- [TRECHO FORNECIDO]:

<<<<

Mas o som, se for bom, também tem vida própria, além dessas funções utilitárias. E sua habilidade de ser bom e útil para a história, além de poderoso, bonito e vivo serão determinados pelo estado do oceano em que ele navega, o filme. Suas tentativas de colar um som em uma estrutura pré-determinadas resultarão quase sempre em situações abaixo de suas expectativas. Mas se você encorajar os sons de seus personagens, coisas e locais em seu filme a informar suas decisões à todas as equipes, então o seu filme pode amadurecer para ter um voz além de tudo o que você pode imaginar.
Então, o que um designer de som faz?
Era o sonho de Walter Murch e de outros nos dias criativos da American Zoetrope que o som seria levado tão a sério quanto a imagem. Eles imaginaram que ao menos alguns filmes poderiam usar a orientação de alguém bem estudado na arte do som em histórias não apenas para criar sons mas também para coordenar o uso dos sons no filme. Essa pessoa, eles imaginaram, pensariam junto com o diretor e o roteirista na pré-produção para integrar o som em história na página. Durante as filmagens essa pessoa se certificaria que as gravações e dublagens do som no set receberiam a devida importância que merece, e não seriam tratadas com baixa prioridade, o que sempre é a tentação no calor das tentativas diárias de tomadas. Na pós produção, essa pessoas continuaria a fabricação e coleção de sons iniciadas na pré-produção, e trabalharia com outros profissionais de som (compositores, editores, mixadores), além do Diretor e do Editor para dar a trilha sonora do filme um sentido coerente e bem coordenado.
Esse sonho tem sido difícil de se concretizar, e de fato tem feito pouco progresso desde meados dos anos 70. O termo designer de som acabou sendo associado simplesmente com o uso de equipamento especializado em criar efeitos especiais de som. Em “THX-1138” e “The Conversation”, Walter Murch foi o designer de som no senso completo da palavra. O fato que ele também era o Editor de Imagens em “The Conversation” e “Apocalypse Now” colocou ele em um posição de moldar esses filmes de formas que permitiram que ele usasse o som de uma forma orgânica e poderosa. Nenhum outro designer de som em outros filmes americanos tiveram essa oportunidade.
Assim, o sonho de dar ao som importância igual a dada a imagem está deferido. Algum dia a indústria pode apreciar e fomentar o modelo estabelecido por Murch. Até lá, se você editar um diálogo, escrever um roteiro, gravar uma música, criar um efeito de foley, editar o filme ou alguma das centenas de tarefas em uma produção de filme, enfim, seja alguém que molde, edite ou mesmo considere o som ao tomar decisões criativas em qualquer que seja sua equipe, projete o som para o filme, e projete o filme para o som.

>>>>

- [AÇÕES NECESSÁRIAS]:
1/ Em quais dois filmes, segundo o trecho sobre design de som, Walter Murch foi o designer de som no senso completo da palavra?
2/ Cite, sem nenhuma alteração, a parte do trecho sobre design de som que vai desde "Mas o som, se" até "de som faz?".

- [AMOSTRA DOS DADOS]:
<<<<

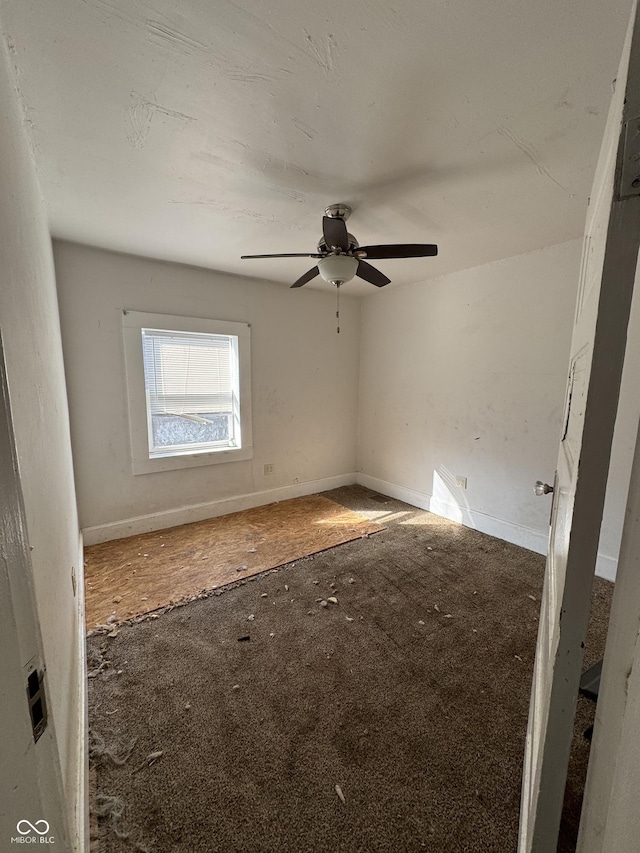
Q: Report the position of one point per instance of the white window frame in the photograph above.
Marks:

>>>>

- [RESULTADOS POR TAREFA]:
1/ Em “THX-1138” e “The Conversation”.

2/
Mas o som, se for bom, também tem vida própria, além dessas funções utilitárias. E sua habilidade de ser bom e útil para a história, além de poderoso, bonito e vivo serão determinados pelo estado do oceano em que ele navega, o filme. Suas tentativas de colar um som em uma estrutura pré-determinadas resultarão quase sempre em situações abaixo de suas expectativas. Mas se você encorajar os sons de seus personagens, coisas e locais em seu filme a informar suas decisões à todas as equipes, então o seu filme pode amadurecer para ter um voz além de tudo o que você pode imaginar.
Então, o que um designer de som faz?